═════ ZITIERTER TEXTAUSZUG ═════

Er wurde von der Stasi überwacht. Im Zuge ihrer Überwachung fragten die Spitzel der Stasi auch die Nachbarn über Wolfgang Thierse aus. Sie antworteten: "Der ist harmlos". Wissenschaftliche Reisen ins Nichtsozialistische Ausland wurden ihm verwehrt.
Wolfgang Thierse, stieß im Januar 1990 vom Neuen Forum kommend zur SDP. Kurze Zeit war er auch in der Arbeitsgruppe "Recht/Wahlen" von Demokratie Jetzt zu Gange. Der Grund für den Eintritt in eine Partei war für ihn die Wahrnehmung "einer sichtbar werdenden Ohnmacht der Bürgerbewegung". (1)
Er war nach den Wahlen am 18. März 1990 Abgeordneter in der Volkskammer. Er war Mitglied der Verhandlungsdelegation zur Bildung einer Regierungskoalition nach der Volkskammerwahl. "Ich bin in die Regierungsverhandlungen gegangen als entschiedener Gegner der Koalition mit der Allianz", sagte er auf dem Außerordentlichen SPD-Parteitag am 09.06.1990 in Halle. Als er aber gesehen habe, welche eigenen Vorstellungen durchsetzbar waren, habe er seine Meinung geändert.
Bei der Abstimmung am 07.08.1990 in der SPD-Volkskammerfraktion über die Fortsetzung der Koalition stimmte er für deren Beendigung.
Das in angetragene Amt des Kulturminister lehnte er ab. (2)
Auf dem Außerordentlichen SPD-Parteitag am 09.06.1990 in Halle wurde er mit 271 von 414 Stimmen zum Vorsitzender der SPD in der DDR gewählt. Er setzte sich gegen zwei Mitbewerber durch. Auf dem Vereinigungsparteitag der beiden SPDs im September 1990 wurde er Mitglied im Parteivorstand und stellvertretender Parteivorsitzender.
Im habe es gefallen, dass in der Nacht vom 02. zum 03.10.1990 Demonstranten an seiner Wohnung in Berlin-Prenzlauer Berg vorbeizogen und eine "Republik Utopia" ausriefen, sagte er während seiner Rede am 04.10.1990 im Deutschen Bundestag.
Von 1990 bis 2013 Mitglied des Deutschen Bundestages. Ab September 1991 Vorsitzender der SPD-Grundwertekommission. 1992 Aufruf zu einem "Tribunal" zur Aufarbeitung der DDR-Geschichte. Stellvertretendes Mitglied der Enquete-Kommission "Aufarbeitung von Geschichte und Folgen der SED-Diktatur in Deutschland" für die SPD-Fraktion.
Am 27.11.1991 schrieb er: "Der Kaderleiter hatte Macht über Menschen ausgeübt, hat über die Zuteilung von Informationen, Reisen, über Westkontakte entschieden. Die sogenannten Kadergespräche waren Macht- und Unterdrückungsrituale. Wer kann, darf das vergessen! Welcher Kaderleiter dürfte deshalb Personalchef werden und bleiben? Keiner! Es war unerträglich." (3)

═════ ANGEZEIGTE ZEILEN ═════

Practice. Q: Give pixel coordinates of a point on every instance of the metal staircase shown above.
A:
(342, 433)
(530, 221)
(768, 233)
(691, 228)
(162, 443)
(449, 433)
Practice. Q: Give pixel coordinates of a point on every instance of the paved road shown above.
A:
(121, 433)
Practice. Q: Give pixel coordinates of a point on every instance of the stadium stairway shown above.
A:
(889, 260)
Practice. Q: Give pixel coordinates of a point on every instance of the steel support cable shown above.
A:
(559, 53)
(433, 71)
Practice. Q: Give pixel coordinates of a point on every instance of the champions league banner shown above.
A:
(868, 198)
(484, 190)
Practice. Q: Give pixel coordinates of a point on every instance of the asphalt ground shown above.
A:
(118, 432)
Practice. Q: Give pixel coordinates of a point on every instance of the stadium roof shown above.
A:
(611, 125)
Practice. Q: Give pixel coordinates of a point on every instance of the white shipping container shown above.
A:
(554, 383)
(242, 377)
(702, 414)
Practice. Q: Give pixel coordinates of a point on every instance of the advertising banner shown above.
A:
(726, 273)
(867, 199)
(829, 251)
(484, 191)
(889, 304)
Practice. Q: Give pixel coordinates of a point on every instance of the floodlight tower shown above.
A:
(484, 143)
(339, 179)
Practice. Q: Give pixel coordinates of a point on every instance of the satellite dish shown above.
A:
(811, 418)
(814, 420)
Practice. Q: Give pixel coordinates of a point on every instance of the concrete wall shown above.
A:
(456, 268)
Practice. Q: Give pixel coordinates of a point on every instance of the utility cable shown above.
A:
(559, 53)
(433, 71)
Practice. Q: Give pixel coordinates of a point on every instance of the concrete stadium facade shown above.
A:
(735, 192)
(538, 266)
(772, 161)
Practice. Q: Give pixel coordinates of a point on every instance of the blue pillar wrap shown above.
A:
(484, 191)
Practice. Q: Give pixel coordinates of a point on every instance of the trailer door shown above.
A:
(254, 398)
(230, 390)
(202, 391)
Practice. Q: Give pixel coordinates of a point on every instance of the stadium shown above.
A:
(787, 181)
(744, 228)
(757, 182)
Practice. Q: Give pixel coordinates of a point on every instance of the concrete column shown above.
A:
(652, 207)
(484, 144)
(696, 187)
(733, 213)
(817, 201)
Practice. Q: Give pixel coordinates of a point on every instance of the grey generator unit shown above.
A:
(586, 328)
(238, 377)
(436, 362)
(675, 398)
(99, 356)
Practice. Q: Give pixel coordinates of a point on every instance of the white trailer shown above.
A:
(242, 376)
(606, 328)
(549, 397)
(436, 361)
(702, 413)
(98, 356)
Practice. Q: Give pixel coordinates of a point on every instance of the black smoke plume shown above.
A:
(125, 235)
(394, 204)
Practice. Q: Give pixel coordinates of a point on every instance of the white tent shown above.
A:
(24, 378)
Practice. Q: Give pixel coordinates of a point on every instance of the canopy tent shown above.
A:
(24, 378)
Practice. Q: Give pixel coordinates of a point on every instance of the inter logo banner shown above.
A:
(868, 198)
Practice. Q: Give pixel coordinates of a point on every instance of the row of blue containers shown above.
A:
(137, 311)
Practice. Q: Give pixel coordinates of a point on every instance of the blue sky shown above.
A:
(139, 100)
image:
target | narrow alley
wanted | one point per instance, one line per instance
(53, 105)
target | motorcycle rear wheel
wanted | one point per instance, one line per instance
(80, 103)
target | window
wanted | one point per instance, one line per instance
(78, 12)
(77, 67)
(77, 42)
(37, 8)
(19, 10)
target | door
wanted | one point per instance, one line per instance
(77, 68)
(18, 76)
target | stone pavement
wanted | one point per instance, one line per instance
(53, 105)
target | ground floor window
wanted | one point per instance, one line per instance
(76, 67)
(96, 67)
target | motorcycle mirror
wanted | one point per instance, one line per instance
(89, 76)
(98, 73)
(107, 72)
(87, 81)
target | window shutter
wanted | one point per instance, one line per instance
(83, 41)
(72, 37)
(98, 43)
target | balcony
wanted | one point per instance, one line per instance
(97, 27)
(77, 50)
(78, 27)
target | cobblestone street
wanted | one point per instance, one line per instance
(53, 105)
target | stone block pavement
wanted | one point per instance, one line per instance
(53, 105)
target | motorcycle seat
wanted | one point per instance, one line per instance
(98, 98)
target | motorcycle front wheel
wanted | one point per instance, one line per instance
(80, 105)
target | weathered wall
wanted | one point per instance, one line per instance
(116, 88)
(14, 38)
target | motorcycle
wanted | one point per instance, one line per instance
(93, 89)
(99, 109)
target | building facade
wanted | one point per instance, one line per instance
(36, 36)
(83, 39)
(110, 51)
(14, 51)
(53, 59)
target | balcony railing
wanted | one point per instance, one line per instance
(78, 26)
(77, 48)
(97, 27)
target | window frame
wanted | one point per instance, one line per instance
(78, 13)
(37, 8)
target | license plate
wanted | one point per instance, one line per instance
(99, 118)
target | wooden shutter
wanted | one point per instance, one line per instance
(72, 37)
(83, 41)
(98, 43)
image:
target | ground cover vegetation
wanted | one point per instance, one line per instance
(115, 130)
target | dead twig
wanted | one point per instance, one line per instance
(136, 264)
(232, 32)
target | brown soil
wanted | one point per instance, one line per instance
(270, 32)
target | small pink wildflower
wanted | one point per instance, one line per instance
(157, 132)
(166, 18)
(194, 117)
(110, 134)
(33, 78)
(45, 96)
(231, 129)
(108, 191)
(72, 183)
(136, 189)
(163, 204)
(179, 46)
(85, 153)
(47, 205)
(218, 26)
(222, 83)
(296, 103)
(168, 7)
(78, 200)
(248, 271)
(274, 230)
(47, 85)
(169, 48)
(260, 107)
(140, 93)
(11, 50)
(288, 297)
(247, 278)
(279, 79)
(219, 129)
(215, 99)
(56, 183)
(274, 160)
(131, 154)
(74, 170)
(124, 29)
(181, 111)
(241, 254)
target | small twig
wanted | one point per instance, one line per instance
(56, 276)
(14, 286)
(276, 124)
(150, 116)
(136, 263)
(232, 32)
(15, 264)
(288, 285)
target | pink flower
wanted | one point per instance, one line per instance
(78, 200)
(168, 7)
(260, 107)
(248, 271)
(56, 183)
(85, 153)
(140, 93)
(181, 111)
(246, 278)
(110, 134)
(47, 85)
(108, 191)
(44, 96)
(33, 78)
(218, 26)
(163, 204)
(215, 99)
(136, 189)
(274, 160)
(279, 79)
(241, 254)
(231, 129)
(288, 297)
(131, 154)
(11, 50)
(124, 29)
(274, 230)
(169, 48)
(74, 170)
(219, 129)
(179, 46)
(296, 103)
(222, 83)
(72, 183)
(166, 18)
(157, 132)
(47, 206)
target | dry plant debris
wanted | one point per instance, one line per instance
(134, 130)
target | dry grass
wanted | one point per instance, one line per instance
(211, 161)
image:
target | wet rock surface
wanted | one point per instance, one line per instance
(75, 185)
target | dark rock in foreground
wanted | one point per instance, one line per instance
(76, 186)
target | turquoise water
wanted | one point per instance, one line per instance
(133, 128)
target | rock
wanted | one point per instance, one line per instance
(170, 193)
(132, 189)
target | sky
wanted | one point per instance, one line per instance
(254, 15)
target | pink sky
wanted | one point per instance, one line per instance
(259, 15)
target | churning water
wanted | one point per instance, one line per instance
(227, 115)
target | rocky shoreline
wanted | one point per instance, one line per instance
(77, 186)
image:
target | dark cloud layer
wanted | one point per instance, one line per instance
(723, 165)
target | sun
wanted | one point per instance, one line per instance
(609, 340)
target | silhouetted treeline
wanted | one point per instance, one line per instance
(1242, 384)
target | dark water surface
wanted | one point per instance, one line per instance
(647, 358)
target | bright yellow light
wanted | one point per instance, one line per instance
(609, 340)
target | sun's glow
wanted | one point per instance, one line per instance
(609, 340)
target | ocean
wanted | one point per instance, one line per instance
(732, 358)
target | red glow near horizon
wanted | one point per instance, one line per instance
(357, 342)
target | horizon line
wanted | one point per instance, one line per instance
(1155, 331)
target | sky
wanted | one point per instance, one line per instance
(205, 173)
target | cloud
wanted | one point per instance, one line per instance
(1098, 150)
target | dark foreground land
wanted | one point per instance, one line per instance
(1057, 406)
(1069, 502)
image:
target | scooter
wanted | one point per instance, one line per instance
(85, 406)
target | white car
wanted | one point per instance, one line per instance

═════

## AUFGABENBESCHREIBUNG
Geben Sie den Absatz des Textauszugs über Wolfgang Thierse, der mit „Auf dem Außerordentlichen SPD-Parteitag am 09.06.1990“ beginnt, als knappe Stichpunktliste wieder. Alle Hauptfakten müssen erhalten bleiben.

## LÖSUNG
- 09.06.1990, Außerordentlicher SPD-Parteitag in Halle: Wahl zum Vorsitzenden der SPD in der DDR mit 271 von 414 Stimmen
- Dabei Durchsetzung gegen zwei Mitbewerber
- September 1990, Vereinigungsparteitag der beiden SPDs: Mitglied im Parteivorstand und stellvertretender Parteivorsitzender